→ **What you should do**:
In the article below about phones getting in the way of intimacy, write out word for word the passage starting at "In fact, iPhones" and ending at "probably worth it.".

Start of Text provided

We all know how attached we are to our phones. However, a study came out last week with results that will startle even the most technologically obsessed among us: 1 out of every 10 people surveyed use their phone during sex. For those of us who are mathematically challenged, that is10 percent. And what is more alarming is that those surveyed whose ages are between 18 and 34, the number rises to 5 out of 10. FIFTY PERCENT!

I will say it again. Using the phone, DURING sex. This gives a whole new meaning to “sexting.”

Unless there is some sort of amazing vibe app that I’m unaware of, or you’re getting some raw action footage, phones should never be allowed on the bed—or any surface—where penetration is happening simultaneously. Live Tweeting should never be used to describe a money shot.

I seriously cannot fathom how this can be possible. Nobody wants to see your post-O selfie. The only reason phones are acceptable while in bed with someone else is if you are:

  • Watching porn.
  • Making porn.

That is it. According to the 2013 Mobile Consumer Habits study released by Harris Interactive, 12 percent of peeps use their phone in the shower, and 75 percent cop to being within 5 feet of their phones at all times.

I get it. I have been known to fall asleep while Instagramming and wake up still spooning my (now dead) electronic bundle of joy. But during sex? Really?

Even for those of us who don’t have their phone in one hand and a D in the other, it’s probably safe to say that at some point our tech addiction—that need to feel connected to the outside world—has gotten in the way of our intimacy.

Opportunities for conversation are often gobbled up by the multiple feeds we have going on at once. How many times have you scrolled through Facebook while sitting next to someone at the table? What starts as an opportunity to snap a quick pic of my meal during a casual dinner at home (foodie problems) turns into me taking the photo, finding the perfect filter, posting it to Instagram, scrolling through my friends’ feeds and then—what? What’s that? My boyfriend is already up and doing the dishes? Damn.

In fact, iPhones turned face down and placed on the table have become such a staple at dinner that companies are creating high-fashion covers so that your phone can act as an accessory while you eat.

How do we battle this? I love my phone just as much as the rest of my generation, so I’m right there with you. Plus, I live in a studio apartment, so a “no phones in the bedroom” rule wouldn’t make any sense. My entire house is the bedroom. And the kitchen. And the office. And the—you get my point.

Here are a few remedies you can try for weening yourself off of your phone during social time:

  • If you don’t live in one large room, have a “no phones in the bedroom” rule. This may mean you have to go get an old school alarm clock, but if it means you end up having more sex, then it’s probably worth it.
  • During dinner, follow the phone stacking trend; When eating with people, everyone stack their phones in the center of the table so that they are forced to converse face-to-face and aren’t able to stealthily check for news from that guy they met in the Hamptons last weekend who still hasn’t texted.

  • There is also a phone stacking game where you stack your phones with the ringer on and as the texts/emails/calls come in, you have to resist temptation. The first person who breaks down to check their gadget has to pay the tab/wash the dishes/get naked, etc.

  • Phones for feet. After dinner, my guy and I like to decompress on the couch. Often this means sitting in silence for 30 minutes while we troll Instagram. Instead, trade your phone in for your partner’s foot. I would rather get and give a foot rub then look at a photo of my ex-roommates sub sandwich or their #tbt photos from Cabo.

Tell me, how do you battle phones interfering with your connection? Have you ever used your phone during sex for a reason that had nothing to do with documenting yourself? I need to find this elusive fifty percent!

End of Text provided
Start of Raw records

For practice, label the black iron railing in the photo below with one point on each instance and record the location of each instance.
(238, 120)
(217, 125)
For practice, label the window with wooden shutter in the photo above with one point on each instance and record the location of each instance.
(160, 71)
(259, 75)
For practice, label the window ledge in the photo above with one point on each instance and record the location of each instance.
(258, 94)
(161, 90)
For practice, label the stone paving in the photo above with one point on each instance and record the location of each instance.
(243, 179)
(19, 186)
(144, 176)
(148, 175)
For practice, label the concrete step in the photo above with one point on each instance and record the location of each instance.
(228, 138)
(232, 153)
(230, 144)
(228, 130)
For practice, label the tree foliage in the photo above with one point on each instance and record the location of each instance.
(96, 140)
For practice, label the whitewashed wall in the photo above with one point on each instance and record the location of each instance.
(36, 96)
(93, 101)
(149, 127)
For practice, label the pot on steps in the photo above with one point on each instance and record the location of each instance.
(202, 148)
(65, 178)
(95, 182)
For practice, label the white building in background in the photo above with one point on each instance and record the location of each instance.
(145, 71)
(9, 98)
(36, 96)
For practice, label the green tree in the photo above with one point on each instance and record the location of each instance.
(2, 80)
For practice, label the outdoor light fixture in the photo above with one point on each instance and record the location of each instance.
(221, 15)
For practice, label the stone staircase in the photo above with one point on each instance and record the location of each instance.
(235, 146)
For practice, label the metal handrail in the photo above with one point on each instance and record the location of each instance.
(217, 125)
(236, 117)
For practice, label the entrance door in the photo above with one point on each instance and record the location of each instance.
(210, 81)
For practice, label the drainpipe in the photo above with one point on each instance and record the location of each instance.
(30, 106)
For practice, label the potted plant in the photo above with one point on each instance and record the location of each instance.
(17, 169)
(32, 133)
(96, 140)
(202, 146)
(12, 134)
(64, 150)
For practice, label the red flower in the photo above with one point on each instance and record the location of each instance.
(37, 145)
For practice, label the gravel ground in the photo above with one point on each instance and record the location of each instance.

End of Raw records

→ **Task result**:
In fact, iPhones turned face down and placed on the table have become such a staple at dinner that companies are creating high-fashion covers so that your phone can act as an accessory while you eat.

How do we battle this? I love my phone just as much as the rest of my generation, so I’m right there with you. Plus, I live in a studio apartment, so a “no phones in the bedroom” rule wouldn’t make any sense. My entire house is the bedroom. And the kitchen. And the office. And the—you get my point.

Here are a few remedies you can try for weening yourself off of your phone during social time:

  • If you don’t live in one large room, have a “no phones in the bedroom” rule. This may mean you have to go get an old school alarm clock, but if it means you end up having more sex, then it’s probably worth it.